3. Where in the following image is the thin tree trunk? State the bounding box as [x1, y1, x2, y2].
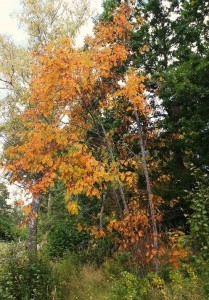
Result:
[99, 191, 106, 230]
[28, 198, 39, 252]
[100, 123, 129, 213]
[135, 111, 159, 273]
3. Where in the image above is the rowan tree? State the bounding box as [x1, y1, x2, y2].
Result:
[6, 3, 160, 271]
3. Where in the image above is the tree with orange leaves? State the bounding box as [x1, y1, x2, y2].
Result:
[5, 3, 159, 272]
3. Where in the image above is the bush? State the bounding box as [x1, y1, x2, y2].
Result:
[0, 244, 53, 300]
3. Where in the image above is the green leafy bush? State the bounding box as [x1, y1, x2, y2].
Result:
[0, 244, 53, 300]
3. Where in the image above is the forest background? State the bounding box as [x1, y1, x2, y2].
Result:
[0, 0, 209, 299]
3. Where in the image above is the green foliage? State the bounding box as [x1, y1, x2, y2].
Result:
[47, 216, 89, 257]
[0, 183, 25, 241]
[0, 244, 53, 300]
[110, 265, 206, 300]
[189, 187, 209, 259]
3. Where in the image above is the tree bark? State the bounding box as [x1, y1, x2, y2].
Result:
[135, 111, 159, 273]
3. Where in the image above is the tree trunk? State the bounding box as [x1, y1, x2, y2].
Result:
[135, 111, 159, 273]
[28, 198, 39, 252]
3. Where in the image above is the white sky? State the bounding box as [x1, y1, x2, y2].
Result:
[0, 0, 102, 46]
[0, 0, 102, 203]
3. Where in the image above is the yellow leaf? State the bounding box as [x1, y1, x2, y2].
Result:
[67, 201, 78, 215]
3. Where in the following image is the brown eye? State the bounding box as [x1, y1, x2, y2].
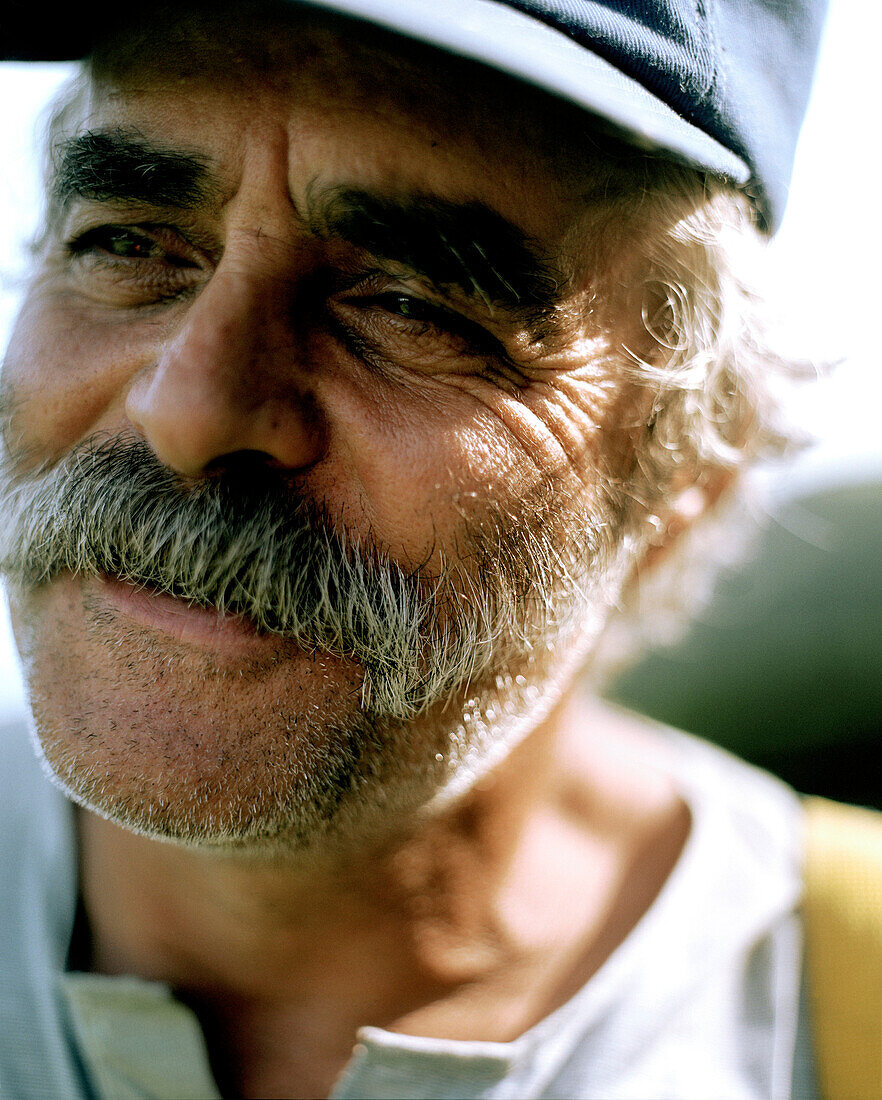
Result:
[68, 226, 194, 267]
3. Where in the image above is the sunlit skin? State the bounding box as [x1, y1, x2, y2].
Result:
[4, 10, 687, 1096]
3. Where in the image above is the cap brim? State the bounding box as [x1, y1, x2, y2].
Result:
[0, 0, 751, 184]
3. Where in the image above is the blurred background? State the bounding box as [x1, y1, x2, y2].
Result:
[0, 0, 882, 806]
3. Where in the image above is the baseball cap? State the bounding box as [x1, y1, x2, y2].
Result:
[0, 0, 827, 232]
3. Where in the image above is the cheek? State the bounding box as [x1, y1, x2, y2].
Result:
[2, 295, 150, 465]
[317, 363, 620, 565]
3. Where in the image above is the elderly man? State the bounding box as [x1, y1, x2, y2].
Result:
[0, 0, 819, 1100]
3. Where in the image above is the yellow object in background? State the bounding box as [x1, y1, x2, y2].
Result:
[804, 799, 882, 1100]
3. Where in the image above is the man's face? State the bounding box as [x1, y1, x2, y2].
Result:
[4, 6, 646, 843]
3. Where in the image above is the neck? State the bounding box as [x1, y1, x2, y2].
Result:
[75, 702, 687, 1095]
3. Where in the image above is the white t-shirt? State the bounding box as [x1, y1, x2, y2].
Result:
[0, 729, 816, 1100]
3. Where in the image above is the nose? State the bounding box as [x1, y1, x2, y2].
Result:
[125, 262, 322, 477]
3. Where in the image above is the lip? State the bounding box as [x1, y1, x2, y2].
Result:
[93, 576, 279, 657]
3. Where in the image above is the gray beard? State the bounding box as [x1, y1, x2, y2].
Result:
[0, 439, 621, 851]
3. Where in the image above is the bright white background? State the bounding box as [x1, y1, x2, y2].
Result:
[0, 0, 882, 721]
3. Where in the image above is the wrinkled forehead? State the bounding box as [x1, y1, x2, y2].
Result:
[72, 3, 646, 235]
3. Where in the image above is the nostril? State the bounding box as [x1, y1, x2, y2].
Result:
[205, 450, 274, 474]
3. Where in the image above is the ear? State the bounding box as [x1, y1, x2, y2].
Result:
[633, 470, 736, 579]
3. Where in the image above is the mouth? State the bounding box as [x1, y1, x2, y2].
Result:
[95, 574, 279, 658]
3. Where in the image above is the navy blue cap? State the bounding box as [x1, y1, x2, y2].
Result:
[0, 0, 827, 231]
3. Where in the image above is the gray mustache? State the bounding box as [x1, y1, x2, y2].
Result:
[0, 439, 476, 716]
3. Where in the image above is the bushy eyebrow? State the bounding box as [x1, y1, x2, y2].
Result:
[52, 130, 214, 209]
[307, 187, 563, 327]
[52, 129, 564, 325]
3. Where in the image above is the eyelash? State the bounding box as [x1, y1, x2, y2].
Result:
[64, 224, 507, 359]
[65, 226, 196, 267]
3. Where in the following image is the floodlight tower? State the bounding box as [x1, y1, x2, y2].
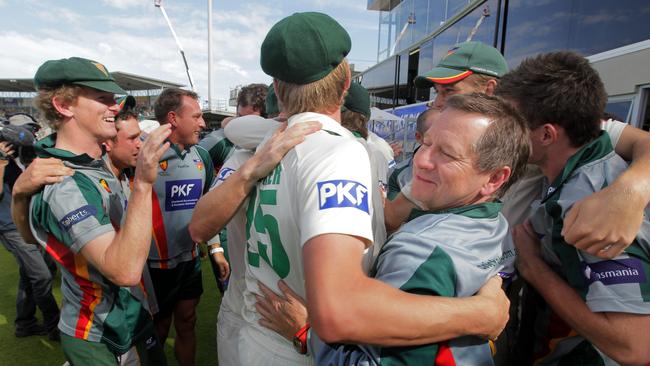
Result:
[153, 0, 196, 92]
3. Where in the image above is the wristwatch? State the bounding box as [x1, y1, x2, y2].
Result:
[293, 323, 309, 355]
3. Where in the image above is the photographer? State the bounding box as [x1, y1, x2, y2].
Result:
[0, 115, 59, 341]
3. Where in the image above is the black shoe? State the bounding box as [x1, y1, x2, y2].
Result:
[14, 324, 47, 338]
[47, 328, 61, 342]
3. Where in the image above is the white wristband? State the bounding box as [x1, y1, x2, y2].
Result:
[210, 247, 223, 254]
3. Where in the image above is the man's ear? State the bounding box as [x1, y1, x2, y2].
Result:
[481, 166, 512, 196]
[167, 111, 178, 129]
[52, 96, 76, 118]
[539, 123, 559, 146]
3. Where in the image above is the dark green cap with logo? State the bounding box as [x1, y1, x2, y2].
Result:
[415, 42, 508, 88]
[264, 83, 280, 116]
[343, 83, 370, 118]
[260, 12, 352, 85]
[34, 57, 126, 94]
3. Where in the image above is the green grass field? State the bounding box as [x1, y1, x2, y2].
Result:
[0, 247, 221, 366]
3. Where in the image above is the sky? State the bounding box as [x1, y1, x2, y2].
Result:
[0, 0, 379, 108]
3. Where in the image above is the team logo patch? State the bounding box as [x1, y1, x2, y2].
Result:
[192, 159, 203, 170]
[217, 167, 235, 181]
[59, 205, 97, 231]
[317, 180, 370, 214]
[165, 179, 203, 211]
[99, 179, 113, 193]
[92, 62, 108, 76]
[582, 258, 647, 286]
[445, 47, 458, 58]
══════════════════════════════
STATED TASK -> Give the rows again from the start through the line containing "[0, 0, 102, 203]", swapping "bush" for "shrub" and keeping everything else the same. Leave out the pictures.

TASK ANSWER ->
3. Where in the following image is the thin tree trunk? State the bounding box as [x1, y1, x2, y2].
Result:
[99, 191, 106, 230]
[28, 198, 39, 252]
[100, 123, 129, 213]
[135, 111, 159, 273]
3. Where in the image above is the rowan tree? State the bounding box as [x1, y1, x2, y2].
Result:
[6, 3, 160, 271]
3. Where in the image above is the tree with orange leaves? State the bounding box as [x1, y1, x2, y2].
Result:
[5, 3, 159, 272]
3. Where in the image above is the shrub? State the bounding box as [x1, y1, x2, y2].
Result:
[0, 244, 53, 300]
3. Where in the image above is the green leafy shrub? State the bounding box as [x1, y1, x2, y2].
Result:
[0, 244, 53, 300]
3. Where in the image above is the forest background? State the bounding box as [x1, y1, x2, y2].
Result:
[0, 0, 209, 299]
3. Where in the image above is the green foliage? State the bounding box as [x1, y1, x2, y2].
Result:
[47, 216, 89, 257]
[0, 183, 25, 241]
[0, 244, 53, 300]
[110, 265, 206, 300]
[189, 187, 209, 259]
3. Where in the image above is the tree bark? State the bounding box as [x1, y1, x2, y2].
Result:
[135, 111, 159, 273]
3. Where in the image above is the tree trunk? State the bounding box as [x1, y1, x2, y2].
Result:
[135, 111, 159, 273]
[28, 198, 39, 252]
3. Where in the image above is the white sky? State the bounding box as [x1, y1, x2, y2].
Result:
[0, 0, 102, 46]
[0, 0, 102, 203]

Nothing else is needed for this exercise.